**TASKS TO PERFORM**
[1] In the scalloping forum thread, what does one reply say a 96qt cooler of scallops yields once shucked, and how long the shucking takes?
[2] Check each statement against the scalloping forum thread. For each, answer yes or no and quote the words of the thread that decide it.
(a) The planned trip out of Crystal River is set for July 29.
(b) The couple planning that trip have gone scalloping before.
(c) Reports say scallop numbers are higher than in previous years.
[3] Resume the scalloping forum thread, picking up right after its final sentence.
-- start PAGE EXTRACT --
You may have to register to access the forums, but once in, check the Big Bend Fishing Reports for scalloping info out of Homosassa and Crystal River.

datco101 posted 07-14-2006 09:51 AM ET (US)     Profile for datco101  Send Email to datco101     
an86carrera posted 07-14-2006 10:33 PM ET (US)     Profile for an86carrera  Send Email to an86carrera     
Has anybody done this?

Sounds like a fun trip with good food...Rendezvous?


The Judge posted 07-15-2006 11:39 AM ET (US)     Profile for The Judge  Send Email to The Judge     
It is a lot of fun UNTIL you have to shuck them. A 96qt cooler will fetch you about a zip lock baggie full of meat and takes about 5 hours. Go scalloping and either throw them back, keep just enough for a linguini dinner's worth, or give them to someone who wants to shuck them ;)

tmatt posted 07-15-2006 11:51 AM ET (US)     Profile for tmatt  Send Email to tmatt     
Well, my wife and I and another couple are planning to be in the water on July 29, out of Crystal River. (Aug 5 is our contingency date.) It's our first time scalloping. I know these are 'Bay' scallops, so you don't see the big hunks of white meat a sea scallop can offer. Reports say numbers are down from previous years, so they might be few and far between.
-- end PAGE EXTRACT --
-- start DATASET --
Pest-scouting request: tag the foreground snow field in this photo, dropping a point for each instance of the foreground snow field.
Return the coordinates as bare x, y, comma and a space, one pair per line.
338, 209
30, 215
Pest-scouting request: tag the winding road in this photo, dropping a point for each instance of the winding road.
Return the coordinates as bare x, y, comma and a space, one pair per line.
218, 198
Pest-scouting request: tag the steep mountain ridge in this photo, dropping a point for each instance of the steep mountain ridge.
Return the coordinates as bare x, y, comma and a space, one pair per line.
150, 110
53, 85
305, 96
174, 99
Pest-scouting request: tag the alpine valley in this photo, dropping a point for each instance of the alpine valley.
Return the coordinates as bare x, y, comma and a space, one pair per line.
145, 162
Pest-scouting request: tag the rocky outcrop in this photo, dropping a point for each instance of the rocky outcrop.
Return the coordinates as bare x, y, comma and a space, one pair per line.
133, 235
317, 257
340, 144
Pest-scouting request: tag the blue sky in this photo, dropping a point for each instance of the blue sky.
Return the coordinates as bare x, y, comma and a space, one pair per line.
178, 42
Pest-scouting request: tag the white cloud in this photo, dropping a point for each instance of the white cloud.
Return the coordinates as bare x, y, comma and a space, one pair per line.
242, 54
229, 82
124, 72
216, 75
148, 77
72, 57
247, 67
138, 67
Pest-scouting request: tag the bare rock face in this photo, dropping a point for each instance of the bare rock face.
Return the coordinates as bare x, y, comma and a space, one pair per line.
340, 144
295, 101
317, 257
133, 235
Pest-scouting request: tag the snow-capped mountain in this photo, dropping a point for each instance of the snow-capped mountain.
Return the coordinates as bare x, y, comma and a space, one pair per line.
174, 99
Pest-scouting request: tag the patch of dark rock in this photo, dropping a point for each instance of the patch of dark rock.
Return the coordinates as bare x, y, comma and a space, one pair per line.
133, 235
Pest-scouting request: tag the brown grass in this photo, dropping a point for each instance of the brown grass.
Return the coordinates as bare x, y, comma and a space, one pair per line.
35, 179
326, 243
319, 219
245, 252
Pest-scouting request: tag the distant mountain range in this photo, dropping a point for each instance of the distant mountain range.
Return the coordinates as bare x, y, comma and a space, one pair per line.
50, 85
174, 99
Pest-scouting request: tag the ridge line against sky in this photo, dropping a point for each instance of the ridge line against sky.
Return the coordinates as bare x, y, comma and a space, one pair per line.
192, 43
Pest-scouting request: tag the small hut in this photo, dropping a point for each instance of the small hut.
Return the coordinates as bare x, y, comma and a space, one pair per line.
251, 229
-- end DATASET --
-- start DATASET --
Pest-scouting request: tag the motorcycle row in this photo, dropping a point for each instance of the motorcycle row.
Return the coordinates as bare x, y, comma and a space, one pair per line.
-- end DATASET --
-- start DATASET --
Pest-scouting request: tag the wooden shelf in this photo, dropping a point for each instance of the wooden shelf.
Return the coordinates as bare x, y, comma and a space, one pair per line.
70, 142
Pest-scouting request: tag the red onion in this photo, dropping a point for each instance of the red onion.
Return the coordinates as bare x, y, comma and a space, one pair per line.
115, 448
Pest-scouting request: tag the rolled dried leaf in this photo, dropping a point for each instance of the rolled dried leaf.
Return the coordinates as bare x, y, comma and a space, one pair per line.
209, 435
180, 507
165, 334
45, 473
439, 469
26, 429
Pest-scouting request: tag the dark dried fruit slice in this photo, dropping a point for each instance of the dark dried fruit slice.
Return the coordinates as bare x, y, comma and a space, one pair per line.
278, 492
-- end DATASET --
**RESPONSE LIST**
[1] About a zip lock baggie full of meat, and about 5 hours.

[2]
(a) Yes: "planning to be in the water on July 29, out of Crystal River"
(b) No: "It's our first time scalloping."
(c) No: "Reports say numbers are down from previous years"

[3]
Drop me a note if you want to rendevous, or just look for an 18 Dauntless w/blue bimini in the fiberglass floatilla. I'll answer to Wine-O.

Florida15 posted 07-18-2006 09:11 AM ET (US)     Profile for Florida15  Send Email to Florida15     
Judge, there's a trick to shucking - don't wait to do them at the end of the day.
I used to go to Port Saint Joe scalloping every summer. I lived in Panama City at the time. I stopped when I moved to Pensacola in the late 70s. Then for some reason in the mid to late 80s, for about 3 years, scallops became abundant around here. There was a little lagoon out by the pass that I would go to. Back then I had a 14' McKee . A couple of buddies and I would get out there about 7:00 am. We would jump in, snorkel around about 15 minutes and come up with our bags full. We would pop a beer and start shucking. About 45 minutes later we would jump in again and fill the bags up and so on....
I don't know what technique others use but I would put my knife (make sure it's a thin scallop knife) in just enough to open the shell. Then I would stick my thumb in the opening to open it up further. Then I would cut the muscle, scoop it out and put it in a plastic butter dish.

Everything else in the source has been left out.